§ Document excerpt:

What is a SLAPPback Action?
I am often asked to pursue SLAPPback actions, and find that the requests usually arise from a misunderstanding of the basis for such an action. I will explain here the basics of a SLAPPback action and why, at least in my practice, the circumstances that would justify a SLAPPback seldom arise.
What is a SLAPPback Action?
SLAPPback actions are created and governed by Code of Civil Procedure section 425.18. Section 425.18(b)(1) defines SLAPPback:
“SLAPPback” means any cause of action for malicious prosecution or abuse of process arising from the filing or maintenance of a prior cause of action that has been dismissed pursuant to a special motion to strike under Section 425.16.
That simple definition should clear up much of the confusion. A SLAPPback is simply a malicious prosecution action brought by a defendant who successfully brought an anti-SLAPP motion that resulted in a dismissal of the original action. It could also take the form of an abuse of process action, but that will seldom be the case, as I will explain below.
Note also that a SLAPPback is an entirely new lawsuit. The defendant, having successfully extracted himself from legal proceedings by way of a successful anti-SLAPP motion, jumps right back in by filing a malicious prosecution action. I sometimes get requests to bring a “SLAPPback motion,” but as you can see there is no such beast.
Why are SLAPPback actions so rare?
Conceptually, every successful anti-SLAPP motion could be followed by a SLAPPback action. By definition, if an action is dismissed on the basis of an anti-SLAPP motion, then it had no merit. To survive an anti-SLAPP motion the plaintiff need only show that his claim has “minimal merit.” If it could not even meet that standard, then it almost certainly was brought without probable cause; one of the necessary elements of a malicious prosecution action.
But what are the damages?
The reason SLAPPback actions are so rare, in my experience, is the lack of viable damages. Again, a SLAPPback is simply a malicious prosecution action, and the damages recoverable for malicious prosecution are explained by the California Supreme Court in Bertero v. Nat’l Gen. Corp., 13 Cal. 3d 43 (citing all the way back to 1884!):
The malicious commencement of a civil proceeding is actionable because it harms the individual against whom the claim is made, and also because it threatens the efficient administration of justice. The individual is harmed because he is compelled to defend against a fabricated claim which not only subjects him to the panoply of psychological pressures most civil defendants suffer, but also to the additional stress of attempting to resist a suit commenced out of spite or ill will, often magnified by slanderous allegations in the pleadings. In recognition of the wrong done the victim of such a tort, settled law permits him to recover the cost of defending the prior action including reasonable attorney’s fees (Stevens v. Chisholm (1919) 179 Cal. 557, 564; Eastin v. Bank of Stockton (1884) 66 Cal. 123, 125-126), compensation for injury to his reputation or impairment of his social and business standing in the community (Ray Wong v. Earle C. Anthony, Inc. (1926) 199 Cal. 15, 18; Lerner v. Glickfeld (1960) 187 Cal.App.2d 514, 526), and for mental or emotional distress (Singleton v. Perry (1955) 45 Cal.2d 489, 495). … Civil Code section 3294 sanctions the recovery of exemplary damages in noncontract cases ‘. . . where the defendant has been guilty of . . . malice, express or implied’. This has long been interpreted to mean that malice in fact, as opposed to malice implied by law, is required. (Wolfsen v. Hathaway (1948) 32 Cal.2d 632, 647.) The malice in fact, may be proved under section 3294 either expressly (by direct evidence probative on the existence of hatred or ill will) or by implication (by indirect evidence from which the jury may draw inferences).

§ Required task A:
Name every court case cited in the SLAPPback article.
§ Required task B:
Recast the listing as a numbered list, from the line holding "Target: fine baby hair" through the last line of the listing, inclusive. Omit blank lines.

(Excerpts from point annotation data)
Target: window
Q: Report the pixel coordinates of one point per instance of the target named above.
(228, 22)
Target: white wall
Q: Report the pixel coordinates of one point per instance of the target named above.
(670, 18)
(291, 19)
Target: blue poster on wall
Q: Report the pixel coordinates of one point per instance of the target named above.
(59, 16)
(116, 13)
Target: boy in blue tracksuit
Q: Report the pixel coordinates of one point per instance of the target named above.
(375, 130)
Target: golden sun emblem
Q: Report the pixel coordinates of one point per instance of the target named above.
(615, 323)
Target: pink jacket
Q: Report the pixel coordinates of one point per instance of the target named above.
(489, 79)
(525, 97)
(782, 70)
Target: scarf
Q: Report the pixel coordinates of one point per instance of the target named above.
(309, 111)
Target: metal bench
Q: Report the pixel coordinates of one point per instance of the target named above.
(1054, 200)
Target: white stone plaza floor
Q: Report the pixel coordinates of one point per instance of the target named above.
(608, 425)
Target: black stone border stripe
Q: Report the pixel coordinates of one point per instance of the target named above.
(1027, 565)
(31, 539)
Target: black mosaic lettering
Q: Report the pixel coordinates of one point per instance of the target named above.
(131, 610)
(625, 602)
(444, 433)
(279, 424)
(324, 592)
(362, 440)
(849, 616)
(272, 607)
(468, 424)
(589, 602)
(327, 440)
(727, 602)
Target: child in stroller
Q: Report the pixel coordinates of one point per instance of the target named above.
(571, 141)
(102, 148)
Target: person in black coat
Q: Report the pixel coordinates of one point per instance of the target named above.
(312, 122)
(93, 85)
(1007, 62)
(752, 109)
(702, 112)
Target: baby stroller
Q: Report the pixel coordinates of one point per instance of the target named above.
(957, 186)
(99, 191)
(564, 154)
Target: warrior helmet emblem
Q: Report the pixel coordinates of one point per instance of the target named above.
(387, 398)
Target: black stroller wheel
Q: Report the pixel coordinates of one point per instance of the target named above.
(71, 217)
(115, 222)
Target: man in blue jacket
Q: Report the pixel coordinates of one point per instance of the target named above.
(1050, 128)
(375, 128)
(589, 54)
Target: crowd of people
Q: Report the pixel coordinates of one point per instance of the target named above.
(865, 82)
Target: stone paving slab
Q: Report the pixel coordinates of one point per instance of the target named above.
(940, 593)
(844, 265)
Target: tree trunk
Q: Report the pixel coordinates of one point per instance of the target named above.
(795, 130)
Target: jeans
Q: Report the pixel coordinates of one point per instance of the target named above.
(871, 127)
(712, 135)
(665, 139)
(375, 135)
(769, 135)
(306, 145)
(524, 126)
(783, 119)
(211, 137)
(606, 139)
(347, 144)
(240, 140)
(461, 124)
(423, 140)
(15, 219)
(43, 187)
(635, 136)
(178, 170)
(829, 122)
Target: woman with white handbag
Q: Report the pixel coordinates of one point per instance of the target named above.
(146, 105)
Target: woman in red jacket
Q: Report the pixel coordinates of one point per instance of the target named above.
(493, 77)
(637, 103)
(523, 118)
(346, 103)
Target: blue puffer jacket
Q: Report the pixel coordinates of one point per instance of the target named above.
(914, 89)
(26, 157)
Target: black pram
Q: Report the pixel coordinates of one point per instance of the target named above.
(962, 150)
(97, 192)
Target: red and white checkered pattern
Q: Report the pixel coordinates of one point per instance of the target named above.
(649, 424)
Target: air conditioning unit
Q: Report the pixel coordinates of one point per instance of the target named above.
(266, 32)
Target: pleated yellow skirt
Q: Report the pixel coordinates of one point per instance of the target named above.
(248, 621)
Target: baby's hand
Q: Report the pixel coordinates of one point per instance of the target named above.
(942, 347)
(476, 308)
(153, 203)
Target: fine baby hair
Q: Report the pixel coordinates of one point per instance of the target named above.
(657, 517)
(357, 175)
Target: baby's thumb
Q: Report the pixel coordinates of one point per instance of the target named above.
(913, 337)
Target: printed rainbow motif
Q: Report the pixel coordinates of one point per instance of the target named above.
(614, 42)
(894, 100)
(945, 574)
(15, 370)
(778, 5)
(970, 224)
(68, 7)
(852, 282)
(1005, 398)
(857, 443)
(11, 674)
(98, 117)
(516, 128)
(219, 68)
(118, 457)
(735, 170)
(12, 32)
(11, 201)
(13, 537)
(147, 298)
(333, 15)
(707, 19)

§ Exercise response A:
1. Bertero v. Nat'l Gen. Corp.
2. Stevens v. Chisholm
3. Eastin v. Bank of Stockton
4. Ray Wong v. Earle C. Anthony, Inc.
5. Lerner v. Glickfeld
6. Singleton v. Perry
7. Wolfsen v. Hathaway

§ Exercise response B:
1. Target: fine baby hair
2. Q: Report the pixel coordinates of one point per instance of the target named above.
3. (657, 517)
4. (357, 175)
5. Target: baby's thumb
6. Q: Report the pixel coordinates of one point per instance of the target named above.
7. (913, 337)
8. Target: printed rainbow motif
9. Q: Report the pixel coordinates of one point per instance of the target named above.
10. (614, 42)
11. (894, 100)
12. (945, 574)
13. (15, 370)
14. (778, 5)
15. (970, 224)
16. (68, 7)
17. (852, 282)
18. (1005, 398)
19. (857, 443)
20. (11, 674)
21. (98, 117)
22. (516, 128)
23. (219, 68)
24. (118, 457)
25. (735, 170)
26. (12, 32)
27. (11, 201)
28. (13, 537)
29. (147, 298)
30. (333, 15)
31. (707, 19)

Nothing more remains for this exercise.